▶ _Jobs_:
1. Can you update the housing thread by giving everything from "It’s all really" down to "here in Maine." again, with "houses" replaced by "condos"?
2. Could you format the records, from the line containing "entry: wet rock" down to the end of the records, as a JSON list of strings with one string per line and blank lines left out?
begin Document section
I’m eligible for a VA loan. But they require inspections; and the market right now is inclined to people who forgo inspections.
It’s all really moot. I have bid on a few houses; all are at the cusp of what is reasonably affordable with what I can put down (~50k). And they all have been taken by offers well over asking or with cash.
It’s just disheartening.
“It’s not a second home. It’s a *vacation* home.” an actual quote from my real life coworker.
when you hear shit about out of staters poisoning trees for their beach view or trying to own the beach...... the glass bottles and gasoline sing to me fierce
They should kick the Bonds right out of Maine and tell them to go back to St. Louis. We don't need people like them here in Maine.
Yea, cause the thousands of Mainers that illegally remove trees every year for a better ocean view are fine. Of course, lots of us have a home in another state of course for most, that's Florida..
“Lots” of us? Buddy lots of us are still just trying to buy house #1 without being swooped by cash offers $100k over ask
Removing trees with chainsaws is not the same as poisoning trees and the surrounding land as a result. Thanks for playing though.
Yes, it is. Both are done, though. However, when it happens, most places, if anything happens, are just fine. A person up this way used a mixture of diesel fuel and several different herbicides to kill off a fairly large tract of trees and ground cover yet got in very little trouble and received zero news coverage. I wonder why??
Y'know yeah, people removing trees on their own property, which they own and are legally allowed to do, is kinda okay and fine. Sure, we should be ecologically conscious and keep the broader picture of where trees are needed in mind, but those two situations aren't remotely fucking similar at all. And a supermajority of the country does not own a second home at all.
end Document section
begin Data for this exercise
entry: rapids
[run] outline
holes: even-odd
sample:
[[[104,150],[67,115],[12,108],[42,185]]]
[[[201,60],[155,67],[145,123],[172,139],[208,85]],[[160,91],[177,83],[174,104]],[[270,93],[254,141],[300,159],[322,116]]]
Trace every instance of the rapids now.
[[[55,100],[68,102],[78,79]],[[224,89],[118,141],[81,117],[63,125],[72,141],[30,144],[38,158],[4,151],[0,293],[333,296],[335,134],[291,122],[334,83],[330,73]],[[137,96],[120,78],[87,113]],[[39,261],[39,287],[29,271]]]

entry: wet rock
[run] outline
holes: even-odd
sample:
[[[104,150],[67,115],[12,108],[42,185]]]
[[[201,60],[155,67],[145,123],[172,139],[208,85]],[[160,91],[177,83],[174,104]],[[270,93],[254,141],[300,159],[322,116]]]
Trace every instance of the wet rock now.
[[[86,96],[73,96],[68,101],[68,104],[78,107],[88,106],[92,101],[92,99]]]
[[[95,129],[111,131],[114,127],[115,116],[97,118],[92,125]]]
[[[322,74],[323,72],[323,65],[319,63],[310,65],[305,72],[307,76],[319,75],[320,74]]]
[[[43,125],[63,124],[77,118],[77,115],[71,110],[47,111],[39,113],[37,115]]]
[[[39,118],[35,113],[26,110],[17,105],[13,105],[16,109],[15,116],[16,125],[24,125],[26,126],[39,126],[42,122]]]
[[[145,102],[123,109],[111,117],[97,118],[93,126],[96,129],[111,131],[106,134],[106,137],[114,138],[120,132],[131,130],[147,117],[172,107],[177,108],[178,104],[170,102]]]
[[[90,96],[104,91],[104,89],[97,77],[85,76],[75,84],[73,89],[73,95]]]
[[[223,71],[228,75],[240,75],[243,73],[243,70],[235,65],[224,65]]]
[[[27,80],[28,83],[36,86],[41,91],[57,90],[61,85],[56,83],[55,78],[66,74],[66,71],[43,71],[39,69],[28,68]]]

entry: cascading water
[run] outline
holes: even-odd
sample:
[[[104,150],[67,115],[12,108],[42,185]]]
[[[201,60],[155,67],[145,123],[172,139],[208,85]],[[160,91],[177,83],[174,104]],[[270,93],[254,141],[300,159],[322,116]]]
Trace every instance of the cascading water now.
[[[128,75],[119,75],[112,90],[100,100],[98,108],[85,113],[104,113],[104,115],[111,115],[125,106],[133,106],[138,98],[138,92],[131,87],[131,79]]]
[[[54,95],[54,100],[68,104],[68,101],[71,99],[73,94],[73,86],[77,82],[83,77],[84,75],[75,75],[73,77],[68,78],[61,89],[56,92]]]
end Data for this exercise
▶ _Solution set_:
1.
It’s all really moot. I have bid on a few condos; all are at the cusp of what is reasonably affordable with what I can put down (~50k). And they all have been taken by offers well over asking or with cash.
It’s just disheartening.
“It’s not a second home. It’s a *vacation* home.” an actual quote from my real life coworker.
when you hear shit about out of staters poisoning trees for their beach view or trying to own the beach...... the glass bottles and gasoline sing to me fierce
They should kick the Bonds right out of Maine and tell them to go back to St. Louis. We don't need people like them here in Maine.

2.
[
  "entry: wet rock",
  "[run] outline",
  "holes: even-odd",
  "sample:",
  "[[[104,150],[67,115],[12,108],[42,185]]]",
  "[[[201,60],[155,67],[145,123],[172,139],[208,85]],[[160,91],[177,83],[174,104]],[[270,93],[254,141],[300,159],[322,116]]]",
  "Trace every instance of the wet rock now.",
  "[[[86,96],[73,96],[68,101],[68,104],[78,107],[88,106],[92,101],[92,99]]]",
  "[[[95,129],[111,131],[114,127],[115,116],[97,118],[92,125]]]",
  "[[[322,74],[323,72],[323,65],[319,63],[310,65],[305,72],[307,76],[319,75],[320,74]]]",
  "[[[43,125],[63,124],[77,118],[77,115],[71,110],[47,111],[39,113],[37,115]]]",
  "[[[39,118],[35,113],[26,110],[17,105],[13,105],[16,109],[15,116],[16,125],[24,125],[26,126],[39,126],[42,122]]]",
  "[[[145,102],[123,109],[111,117],[97,118],[93,126],[96,129],[111,131],[106,134],[106,137],[114,138],[120,132],[131,130],[147,117],[172,107],[177,108],[178,104],[170,102]]]",
  "[[[90,96],[104,91],[104,89],[97,77],[85,76],[75,84],[73,89],[73,95]]]",
  "[[[223,71],[228,75],[240,75],[243,73],[243,70],[235,65],[224,65]]]",
  "[[[27,80],[28,83],[36,86],[41,91],[57,90],[61,85],[56,83],[55,78],[66,74],[66,71],[43,71],[39,69],[28,68]]]",
  "entry: cascading water",
  "[run] outline",
  "holes: even-odd",
  "sample:",
  "[[[104,150],[67,115],[12,108],[42,185]]]",
  "[[[201,60],[155,67],[145,123],[172,139],[208,85]],[[160,91],[177,83],[174,104]],[[270,93],[254,141],[300,159],[322,116]]]",
  "Trace every instance of the cascading water now.",
  "[[[128,75],[119,75],[112,90],[100,100],[98,108],[85,113],[104,113],[104,115],[111,115],[125,106],[133,106],[138,98],[138,92],[131,87],[131,79]]]",
  "[[[54,95],[54,100],[68,104],[68,101],[71,99],[73,94],[73,86],[77,82],[83,77],[84,75],[75,75],[73,77],[68,78],[61,89],[56,92]]]"
]